February is Black History Month, and Penn Press is marking the occasion by sharing a collection of books in African American history and studies that we have released in recent years, and through the end of February we’re offering 40% off all titles in the collection, plus free shipping on orders over $40! In today’s post, we’re sharing a handful of highlights from the collection—browse the list below, and use code PENN-BHM2024 at checkout to receive your discount.
Black Elders
Frederick C. Knight
Drawing on a wide array of printed and archival sources, Frederick C. Knight offers a unique window into the individual and collective lives of African Americans, the day-to-day struggles they waged around their experiences of aging, and how they drew upon these resources to define the meaning of family, community, and freedom.
Beyond 1619
Edited by Paul J. Polgar, Marc H. Lerner and Jesse Cromwell
Beyond 1619 brings an Atlantic and hemispheric perspective to the year 1619 as a marker of American slavery’s origins and the beginnings of the Black experience in what would become the United States by situating the roots of racial slavery in a broader, comparative context.
A Brotherhood of Liberty
Dennis Patrick Halpin
Dennis Patrick Halpin argues that Baltimore is key to understanding the trajectory of civil rights in the late nineteenth and early twentieth century. A Brotherhood of Liberty traces the civil rights victories scored by black Baltimoreans that inspired activists throughout the nation and subsequent generations.
The Creole Archipelago
Tessa Murphy
By approaching the colonial Caribbean as an interconnected region, Tessa Murphy recasts small islands as the site of broader contests over Indigenous dominion, racial belonging, economic development, and colonial subjecthood.
The Enslaved and Their Enslavers
Edward Pearson
From 1670 until the Civil War, slavery was central to the economic and social order of South Carolina. To understand its evolution and the world that its enslaved people and their enslavers made, this book examines slavery in the rural low country, the city of Charleston, and the upcountry during an era of unprecedented change and upheaval.
Prophetic Leadership and Visionary Hope
Edited by Barbara Will
With essays that span the topics of history, politics, philosophy, religion, cultural studies, music, and aesthetics, Prophetic Leadership and Visionary Hope looks back to Cornel West’s 1993 bestseller Race Matters in order to engage with urgent contemporary concerns over race, racism, and racial justice in American culture.
A Home Away from Home
Tyesha Maddox
A Home Away from Home examines the significance of mutual aid societies to the Caribbean immigrant experience in the twentieth century. These societies facilitated further immigration through their networks, provided various forms of support, fostered a shared West Indian ethnic identity, and strengthened kinship networks with those back home.
City of Dispossessions
Kyle T. Mays
City of Dispossessions argues that the dispossession of Native Americans and African Americans explains the development of modern U.S. cities, including Detroit. By comparing Black and Indigenous experiences, we gain a better understanding of the histories of race relations, settler colonialism, and urban development.

------------------------------------

▶ What you need to do
1. Print the Penn Press post word for word, everything from "Black Elders" down to "community, and freedom.".
2. Summarize the Penn Press post in two sentences.
3. Answer these questions from the Penn Press post:
(a) What code gives the discount at checkout?
(b) Which city does Dennis Patrick Halpin argue is key to understanding the trajectory of civil rights?
(c) What 1993 bestseller does Prophetic Leadership and Visionary Hope look back to?

------------------------------------

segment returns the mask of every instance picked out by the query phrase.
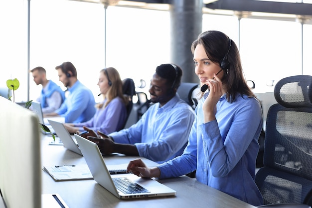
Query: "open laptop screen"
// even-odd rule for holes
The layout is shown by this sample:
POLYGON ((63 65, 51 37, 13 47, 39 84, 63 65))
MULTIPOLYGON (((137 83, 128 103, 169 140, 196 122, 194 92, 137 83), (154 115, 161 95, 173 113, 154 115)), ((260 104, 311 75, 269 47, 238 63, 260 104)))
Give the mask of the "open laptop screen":
POLYGON ((39 121, 0 97, 0 190, 7 208, 41 207, 39 121))

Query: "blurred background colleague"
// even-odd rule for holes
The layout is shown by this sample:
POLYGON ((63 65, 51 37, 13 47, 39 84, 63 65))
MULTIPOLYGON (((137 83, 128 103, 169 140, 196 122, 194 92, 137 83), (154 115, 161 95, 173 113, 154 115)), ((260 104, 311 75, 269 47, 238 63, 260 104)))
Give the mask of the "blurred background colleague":
POLYGON ((79 123, 91 119, 95 113, 95 101, 91 91, 77 79, 77 70, 70 62, 57 66, 59 80, 67 88, 69 94, 60 108, 44 117, 59 116, 65 123, 79 123))
POLYGON ((195 116, 193 109, 176 93, 182 75, 175 64, 157 66, 149 91, 154 104, 141 119, 108 136, 99 133, 101 138, 87 139, 97 143, 103 154, 140 156, 158 163, 182 154, 195 116))
POLYGON ((129 100, 123 93, 123 82, 118 71, 108 67, 100 71, 98 85, 104 100, 96 105, 96 112, 90 120, 82 123, 66 123, 70 133, 84 131, 83 126, 95 131, 110 134, 122 129, 127 118, 129 100))
POLYGON ((36 84, 42 86, 41 94, 36 99, 41 104, 42 113, 51 113, 58 109, 65 100, 65 94, 61 87, 47 79, 46 72, 43 67, 35 67, 30 72, 36 84))

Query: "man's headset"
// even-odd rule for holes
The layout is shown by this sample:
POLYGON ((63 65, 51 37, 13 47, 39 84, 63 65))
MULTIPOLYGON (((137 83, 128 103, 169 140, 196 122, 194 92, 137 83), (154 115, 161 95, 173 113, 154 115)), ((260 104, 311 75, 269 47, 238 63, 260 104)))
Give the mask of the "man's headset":
POLYGON ((174 87, 174 85, 175 84, 175 82, 176 82, 176 79, 177 79, 177 76, 178 74, 178 69, 177 69, 177 67, 176 67, 176 66, 172 64, 171 64, 171 65, 172 66, 172 67, 174 68, 174 70, 175 70, 175 77, 174 77, 174 80, 173 81, 173 83, 172 83, 172 85, 171 86, 171 88, 170 89, 170 90, 169 91, 170 94, 173 92, 173 88, 174 87))

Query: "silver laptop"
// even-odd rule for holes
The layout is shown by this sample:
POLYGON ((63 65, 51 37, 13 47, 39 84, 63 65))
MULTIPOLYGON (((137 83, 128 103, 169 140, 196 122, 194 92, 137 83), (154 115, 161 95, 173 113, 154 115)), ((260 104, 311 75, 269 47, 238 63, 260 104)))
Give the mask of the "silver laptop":
MULTIPOLYGON (((43 114, 42 113, 42 109, 41 108, 41 105, 39 102, 36 101, 32 101, 31 102, 31 107, 32 111, 36 114, 38 117, 39 122, 40 124, 44 124, 50 129, 51 133, 55 134, 55 131, 53 129, 52 126, 45 119, 43 119, 43 114)), ((47 132, 41 129, 41 132, 45 134, 50 134, 50 132, 47 132)))
POLYGON ((63 143, 64 146, 69 150, 82 155, 82 153, 81 153, 76 141, 64 126, 64 124, 62 123, 51 120, 48 120, 48 121, 55 131, 57 136, 63 143))
POLYGON ((175 191, 152 179, 131 174, 111 175, 98 145, 77 134, 74 135, 95 181, 116 197, 129 199, 175 195, 175 191), (123 190, 120 187, 124 183, 125 189, 123 190), (134 190, 130 190, 133 187, 134 190))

------------------------------------

▶ Solutions to the problems
1.
Black Elders
Frederick C. Knight
Drawing on a wide array of printed and archival sources, Frederick C. Knight offers a unique window into the individual and collective lives of African Americans, the day-to-day struggles they waged around their experiences of aging, and how they drew upon these resources to define the meaning of family, community, and freedom.

2. Penn Press is marking Black History Month by offering 40% off all titles in its collection of books in African American history and studies, plus free shipping on orders over $40, through the end of February with code PENN-BHM2024. The post highlights several books from the collection, including works on the lives of aging African Americans, the origins of American slavery, civil rights in Baltimore, Caribbean immigrant mutual aid societies, and the dispossession of Native Americans and African Americans in U.S. cities such as Detroit.

3.
(a) PENN-BHM2024
(b) Baltimore
(c) Cornel West's Race Matters